Problem to solve>
Please set down the entire listing exactly.

Given information>
# # # # #
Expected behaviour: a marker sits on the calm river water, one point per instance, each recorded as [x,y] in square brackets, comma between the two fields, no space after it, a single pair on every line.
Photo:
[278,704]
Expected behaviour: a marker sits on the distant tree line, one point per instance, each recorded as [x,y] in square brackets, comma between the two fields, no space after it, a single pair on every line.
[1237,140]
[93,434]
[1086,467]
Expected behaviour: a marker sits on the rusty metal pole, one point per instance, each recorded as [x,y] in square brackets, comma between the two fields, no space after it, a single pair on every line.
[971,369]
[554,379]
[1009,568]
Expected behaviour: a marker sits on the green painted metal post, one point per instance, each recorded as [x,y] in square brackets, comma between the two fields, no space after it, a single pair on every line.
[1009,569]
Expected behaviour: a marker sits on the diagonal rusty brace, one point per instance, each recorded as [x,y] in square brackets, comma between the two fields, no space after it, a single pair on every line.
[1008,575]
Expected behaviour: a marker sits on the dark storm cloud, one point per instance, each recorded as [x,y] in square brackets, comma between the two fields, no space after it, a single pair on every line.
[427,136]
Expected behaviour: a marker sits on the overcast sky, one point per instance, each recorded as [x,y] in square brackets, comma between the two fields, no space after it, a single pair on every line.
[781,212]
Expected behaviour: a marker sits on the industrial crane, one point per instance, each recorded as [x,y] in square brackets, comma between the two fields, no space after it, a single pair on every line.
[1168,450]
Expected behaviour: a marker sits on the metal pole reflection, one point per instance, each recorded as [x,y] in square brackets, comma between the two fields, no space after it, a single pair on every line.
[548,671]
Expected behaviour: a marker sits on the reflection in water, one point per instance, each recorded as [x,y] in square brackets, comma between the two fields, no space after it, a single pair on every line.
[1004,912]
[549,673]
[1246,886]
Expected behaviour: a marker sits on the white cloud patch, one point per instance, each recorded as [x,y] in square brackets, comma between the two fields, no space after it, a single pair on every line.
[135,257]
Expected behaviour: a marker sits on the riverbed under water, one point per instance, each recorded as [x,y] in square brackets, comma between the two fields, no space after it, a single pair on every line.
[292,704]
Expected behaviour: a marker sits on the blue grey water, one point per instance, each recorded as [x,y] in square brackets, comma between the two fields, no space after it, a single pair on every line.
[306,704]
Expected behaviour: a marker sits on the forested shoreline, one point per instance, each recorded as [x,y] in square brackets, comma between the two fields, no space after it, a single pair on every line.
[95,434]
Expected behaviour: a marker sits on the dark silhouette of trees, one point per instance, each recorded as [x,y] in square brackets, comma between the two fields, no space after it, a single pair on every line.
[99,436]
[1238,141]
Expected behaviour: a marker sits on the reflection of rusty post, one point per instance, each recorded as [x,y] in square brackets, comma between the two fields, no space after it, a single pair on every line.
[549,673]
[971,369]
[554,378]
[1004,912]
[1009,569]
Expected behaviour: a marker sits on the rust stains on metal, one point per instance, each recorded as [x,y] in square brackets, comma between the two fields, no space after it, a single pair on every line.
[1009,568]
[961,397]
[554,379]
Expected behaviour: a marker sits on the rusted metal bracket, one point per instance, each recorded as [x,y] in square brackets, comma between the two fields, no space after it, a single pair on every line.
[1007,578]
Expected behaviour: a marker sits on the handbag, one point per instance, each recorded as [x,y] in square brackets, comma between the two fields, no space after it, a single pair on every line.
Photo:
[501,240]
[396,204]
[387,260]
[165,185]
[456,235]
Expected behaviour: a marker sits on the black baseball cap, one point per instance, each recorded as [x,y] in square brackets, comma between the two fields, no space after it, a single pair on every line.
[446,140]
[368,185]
# # # # #
Task result>
Expected behaviour: a marker sits on the calm river water, one point per instance, each recorded as [x,y] in square brackets, comma between the two fields, no space after it, a single pair on every line.
Photo:
[278,704]
Expected behaviour: a marker sits on the distant tree line, one point per instance, each recorded as [x,y] in square brackets, comma between the two fields, no space after it, a single pair on every line.
[1237,140]
[93,434]
[1086,467]
Expected behaviour: a marker sits on the rusty metal pole, one point per instance, each recorded as [x,y] in square brackets, comma between the two fields, no space after it, a single pair on every line.
[971,369]
[554,379]
[1009,568]
Expected behaviour: a marker sits on the green painted metal post, one point per instance, each recorded as [x,y] in square brackets, comma between the two fields, no space after it, a single pair on every line.
[1009,569]
Expected behaviour: a marker sits on the diagonal rusty brace, one point per instance, each recorded as [x,y] in square brackets, comma between the two fields, no space after it, a single pair on every line.
[1008,575]
Expected behaviour: a marker sits on the dark storm cloud, one point per instance, each recorded as [x,y] in square brackets, comma between the two fields, no space after it, a single pair on every line.
[427,136]
Expected behaviour: a marker sits on the overcast sky, one point per instance, each recorded as [x,y] in square brackets, comma between the two fields, no space after it, a single pair on every line.
[781,212]
Expected behaviour: a marker sits on the industrial crane, one point per instance, each recorded as [x,y] in square brackets, comma between the two fields, no space after it, a single pair on every line.
[1168,450]
Expected behaviour: a marker sits on the metal pole reflection, one point per instance, each recorded as [x,y] in square brackets, comma between the two fields, no space after it, a single pair on every line.
[548,671]
Expected behaviour: a marker sits on the reflection in water, one point per instance, each recorded as [x,y] in square brackets, comma between the two fields, no space after it, a single pair on every line.
[1004,912]
[549,673]
[1246,886]
Expected behaviour: a marker sits on the white cloud patch, one point per instance, each recorded as [x,y] in square brackets, comma between the two fields, no space after it, a single pair on every line.
[135,257]
Expected behaviour: a marker sits on the riverbed under water, one point per instance, each recorded as [x,y] in square brackets, comma between the two fields, no space after it, a single pair on every line.
[292,704]
Expected behaviour: a marker sits on the blue grey water, one point per instance, each recorded as [x,y] in square brackets, comma between the two fields, no space after it, a single pair on every line.
[306,704]
Expected behaviour: a marker sits on the forested shoreline, one point per instance, each recorded as [x,y] in square brackets, comma between the two fields, no space after it, a single pair on every line.
[95,434]
Expected behaviour: a marker sits on the dark silhouette of trees, one point per instance, each recorded as [x,y] in square brackets, comma between the two fields, no space after it, a single pair on every line.
[99,436]
[1238,141]
Expected behaviour: a marker sits on the reflection of rusty post, one point per instance, each recorded as [x,y] in square brackets, comma between the two fields, no space after it, a single pair on every line.
[549,673]
[971,369]
[554,378]
[1004,912]
[1009,569]
Expected behaviour: a marker sits on the rust stains on metal, one point per instance, each recorded as [x,y] in square brackets, comma between the two fields, no space after it, a single pair on every line.
[1009,568]
[961,397]
[554,379]
Expected behaviour: a marker sits on the rusted metal bracket, one point per instance, each recorded as [x,y] in square brackets, comma between the two fields, no space after it, a single pair on every line.
[1007,578]
Expected behaviour: a marker sits on the handbag, one point per instance, each recorded as [x,y] in square brackets, comma between the two fields, no space after it, a single pair on every line.
Photo:
[501,240]
[396,204]
[387,260]
[165,185]
[456,235]
Expected behaviour: a marker sits on the black baseball cap, one point per instance, each recorded as [x,y] in square brackets, comma between the two fields, no space after it, a single pair on every line.
[446,140]
[368,185]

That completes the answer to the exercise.